BACKGROUND OF THE INVENTION
1. Field of the Invention
The present invention pertains to the art of cooking appliances and, more particularly, to a system for automatically determining a required cooking temperature for a convection oven based on a user inputted temperature for a conventional cooking process.
2. Discussion of the Prior Art
The art of cooking is currently undergoing substantial change. It is no longer the norm to have a family member home all day with time to cook and prepare meals. Today, more and more consumers must rush home from work to prepare meals for themselves or for their families. In today's fast paced society, time is of the essence. The luxury of spending time in preparing a meal is becoming less and less affordable. As such, consumers demand an oven that will cook a meal in less time than conventional ovens, without sacrificing the quality of the prepared food. In order to meet these demands, manufacturers are combining conventional radiant cooking systems with the rapid cook advantages of convection, microwave, and other types of cooking systems.
However, the problem with designing an oven capable of rapidly and effectively cooking a food item is exacerbated by the wide array of consumer tastes. No single cooking process lends itself to efficiently cook the wide variety of food items desired by consumers. For example, while conventional radiant cooking is suitable to a wide assortment of food types, the overall cooking process, especially baking, can be quite slow. The pre-heat time, combined with the cook time, is longer than most businesses or consumers desire.

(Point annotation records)
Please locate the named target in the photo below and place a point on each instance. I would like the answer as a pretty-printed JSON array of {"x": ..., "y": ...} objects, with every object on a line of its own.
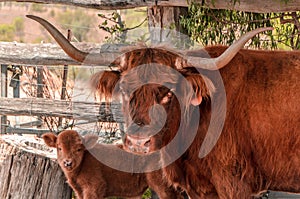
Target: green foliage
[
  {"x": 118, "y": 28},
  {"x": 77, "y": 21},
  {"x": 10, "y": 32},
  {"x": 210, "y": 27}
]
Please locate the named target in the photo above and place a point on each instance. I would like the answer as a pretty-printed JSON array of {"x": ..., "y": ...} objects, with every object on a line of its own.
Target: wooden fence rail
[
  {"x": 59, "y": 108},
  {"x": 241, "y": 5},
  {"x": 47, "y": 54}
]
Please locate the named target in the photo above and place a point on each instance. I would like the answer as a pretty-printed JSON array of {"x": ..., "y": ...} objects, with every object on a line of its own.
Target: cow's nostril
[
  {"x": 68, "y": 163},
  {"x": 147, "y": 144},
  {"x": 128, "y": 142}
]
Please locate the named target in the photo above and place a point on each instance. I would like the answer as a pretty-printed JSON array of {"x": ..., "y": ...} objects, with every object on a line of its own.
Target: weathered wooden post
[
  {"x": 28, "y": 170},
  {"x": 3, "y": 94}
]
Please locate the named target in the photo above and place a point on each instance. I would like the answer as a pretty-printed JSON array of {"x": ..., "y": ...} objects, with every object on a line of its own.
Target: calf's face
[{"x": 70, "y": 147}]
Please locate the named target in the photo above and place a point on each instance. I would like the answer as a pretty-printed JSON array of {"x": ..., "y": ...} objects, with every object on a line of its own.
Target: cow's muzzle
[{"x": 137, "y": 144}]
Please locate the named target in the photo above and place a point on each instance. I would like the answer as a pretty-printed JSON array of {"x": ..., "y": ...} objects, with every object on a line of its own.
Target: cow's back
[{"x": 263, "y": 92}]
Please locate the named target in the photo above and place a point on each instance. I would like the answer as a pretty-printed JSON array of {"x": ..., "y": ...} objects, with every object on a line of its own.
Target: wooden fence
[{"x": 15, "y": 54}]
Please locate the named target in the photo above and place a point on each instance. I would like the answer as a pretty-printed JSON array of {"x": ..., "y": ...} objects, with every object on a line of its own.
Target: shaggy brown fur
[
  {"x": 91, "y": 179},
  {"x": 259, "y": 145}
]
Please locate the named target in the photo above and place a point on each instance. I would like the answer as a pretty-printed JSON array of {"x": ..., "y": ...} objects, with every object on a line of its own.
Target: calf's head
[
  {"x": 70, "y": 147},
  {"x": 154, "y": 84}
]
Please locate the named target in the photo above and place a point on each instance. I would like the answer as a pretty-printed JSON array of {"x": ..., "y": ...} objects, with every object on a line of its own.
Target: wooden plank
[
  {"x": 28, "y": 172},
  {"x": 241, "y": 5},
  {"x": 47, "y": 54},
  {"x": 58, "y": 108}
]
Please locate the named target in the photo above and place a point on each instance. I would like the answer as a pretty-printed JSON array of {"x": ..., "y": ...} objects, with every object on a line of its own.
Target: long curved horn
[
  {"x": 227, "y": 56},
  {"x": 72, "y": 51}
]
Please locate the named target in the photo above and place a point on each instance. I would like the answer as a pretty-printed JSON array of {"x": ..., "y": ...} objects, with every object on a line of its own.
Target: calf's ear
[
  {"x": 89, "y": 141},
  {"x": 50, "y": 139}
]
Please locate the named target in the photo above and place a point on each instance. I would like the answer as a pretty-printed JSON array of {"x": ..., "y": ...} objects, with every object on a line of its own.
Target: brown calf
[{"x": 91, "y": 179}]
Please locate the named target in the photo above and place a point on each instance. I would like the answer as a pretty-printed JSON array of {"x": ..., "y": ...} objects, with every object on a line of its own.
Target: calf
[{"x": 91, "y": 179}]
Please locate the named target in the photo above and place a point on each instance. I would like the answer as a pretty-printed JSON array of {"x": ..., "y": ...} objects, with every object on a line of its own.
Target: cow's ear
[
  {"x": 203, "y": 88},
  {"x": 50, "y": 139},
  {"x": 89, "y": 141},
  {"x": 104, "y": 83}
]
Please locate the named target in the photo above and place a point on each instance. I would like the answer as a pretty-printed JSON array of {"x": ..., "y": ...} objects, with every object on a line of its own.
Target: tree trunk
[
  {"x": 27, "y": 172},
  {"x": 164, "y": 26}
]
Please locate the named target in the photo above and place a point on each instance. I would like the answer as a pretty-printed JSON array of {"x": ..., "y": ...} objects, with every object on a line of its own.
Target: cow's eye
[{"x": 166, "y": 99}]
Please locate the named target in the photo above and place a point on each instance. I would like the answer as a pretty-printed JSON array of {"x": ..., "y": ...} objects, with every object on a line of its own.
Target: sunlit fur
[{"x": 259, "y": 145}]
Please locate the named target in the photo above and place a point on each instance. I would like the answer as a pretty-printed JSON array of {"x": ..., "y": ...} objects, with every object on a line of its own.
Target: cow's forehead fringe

**Brief 1**
Update the oven patent background from "2. Discussion of" to "of cooking systems.", putting "customers" in place of "consumers".
**Brief 2**
Based on the oven patent background, answer yes or no for each statement and quote the deciding words: (a) Conventional radiant cooking suits a wide assortment of food types. (b) The invention sets the convection temperature from a cooking time the user enters. (c) Manufacturers are replacing conventional radiant cooking systems with other types of cooking.
These data were taken from a separate source.

**Complete response 1**
2. Discussion of the Prior Art
The art of cooking is currently undergoing substantial change. It is no longer the norm to have a family member home all day with time to cook and prepare meals. Today, more and more customers must rush home from work to prepare meals for themselves or for their families. In today's fast paced society, time is of the essence. The luxury of spending time in preparing a meal is becoming less and less affordable. As such, customers demand an oven that will cook a meal in less time than conventional ovens, without sacrificing the quality of the prepared food. In order to meet these demands, manufacturers are combining conventional radiant cooking systems with the rapid cook advantages of convection, microwave, and other types of cooking systems.

**Complete response 2**
(a) Yes: "conventional radiant cooking is suitable to a wide assortment of food types"
(b) No: "based on a user inputted temperature for a conventional cooking process"
(c) No: "manufacturers are combining conventional radiant cooking systems with the rapid cook advantages of convection, microwave, and other types of cooking systems"